START Extracted information

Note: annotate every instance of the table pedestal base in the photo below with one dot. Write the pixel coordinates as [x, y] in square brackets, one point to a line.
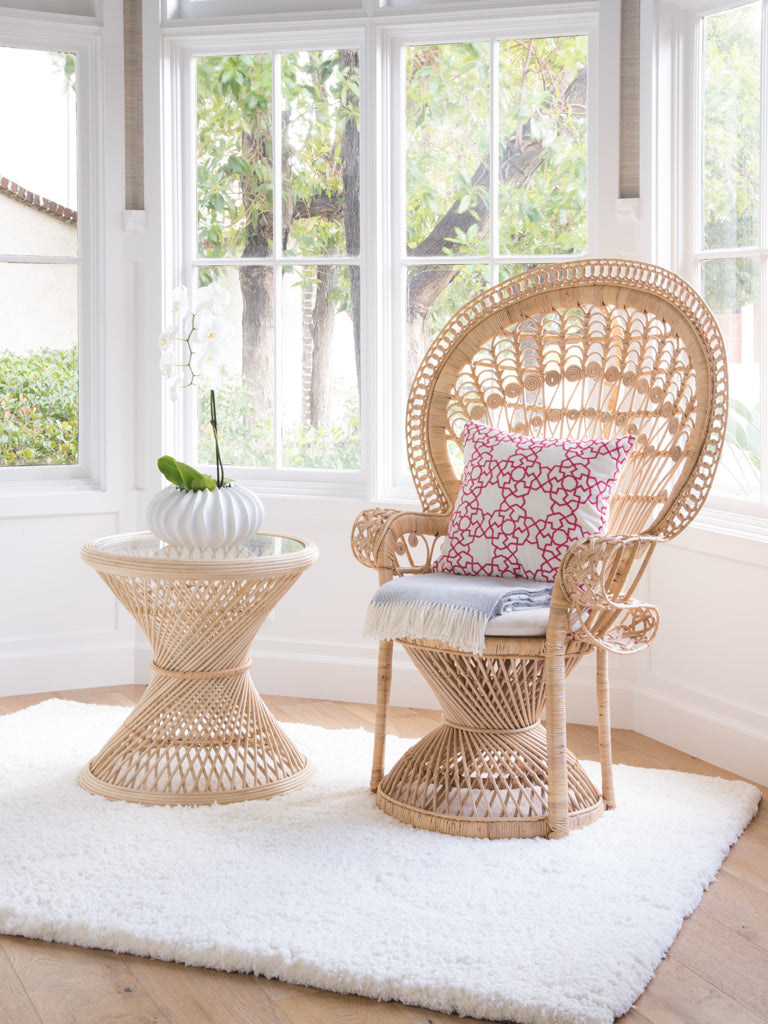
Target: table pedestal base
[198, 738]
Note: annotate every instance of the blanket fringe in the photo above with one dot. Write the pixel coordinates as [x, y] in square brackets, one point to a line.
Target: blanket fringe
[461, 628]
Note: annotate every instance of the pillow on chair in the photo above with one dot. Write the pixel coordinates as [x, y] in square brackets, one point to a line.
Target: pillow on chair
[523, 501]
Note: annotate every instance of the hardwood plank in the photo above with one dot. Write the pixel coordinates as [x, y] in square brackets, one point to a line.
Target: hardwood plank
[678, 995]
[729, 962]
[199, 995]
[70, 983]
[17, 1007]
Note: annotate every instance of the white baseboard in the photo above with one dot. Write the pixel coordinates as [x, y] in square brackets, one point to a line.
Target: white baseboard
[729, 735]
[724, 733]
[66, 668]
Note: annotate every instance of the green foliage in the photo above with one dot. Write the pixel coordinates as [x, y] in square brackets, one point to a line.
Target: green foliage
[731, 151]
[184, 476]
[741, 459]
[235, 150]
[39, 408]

END Extracted information

_About this task_
For your answer, write out the data exactly and drop every picture.

_Reply to the exercise_
Note: annotate every instance of the table pedestal base in the photo below with one dot. Write the pixel coordinates as [x, y] in square brackets, one point to a line.
Target: table pedestal base
[198, 738]
Note: annotate every instance of the blanket fringe in the photo above with one dot. Write the pixel coordinates as [x, y] in square brackets, one point to a line.
Target: blanket fringe
[461, 628]
Note: annotate every instance of the pillow on chair in the photo above with one dot. Write the pixel coordinates as [x, y] in square brackets, one point to a line.
Target: pillow on chair
[523, 501]
Note: annotate every instance of the hardwood plank in the photo above with one dot. Write the pixel coordinates as [x, y] in square brackets, one point to a line.
Target: hardwood plank
[678, 995]
[729, 962]
[199, 995]
[70, 983]
[17, 1007]
Note: annotate every instance of the white baseboard in the photo above with one dot. Write the pixel coordinates as [x, y] in square brackets, one point to a line.
Target: white baseboard
[729, 735]
[724, 733]
[66, 668]
Note: annotate every instance of the green foliage in the photo above with one dot. Write the pixel coordinates as [x, y] in square brackets, one point to a line.
Target: green foliage
[731, 151]
[184, 476]
[741, 459]
[235, 150]
[39, 408]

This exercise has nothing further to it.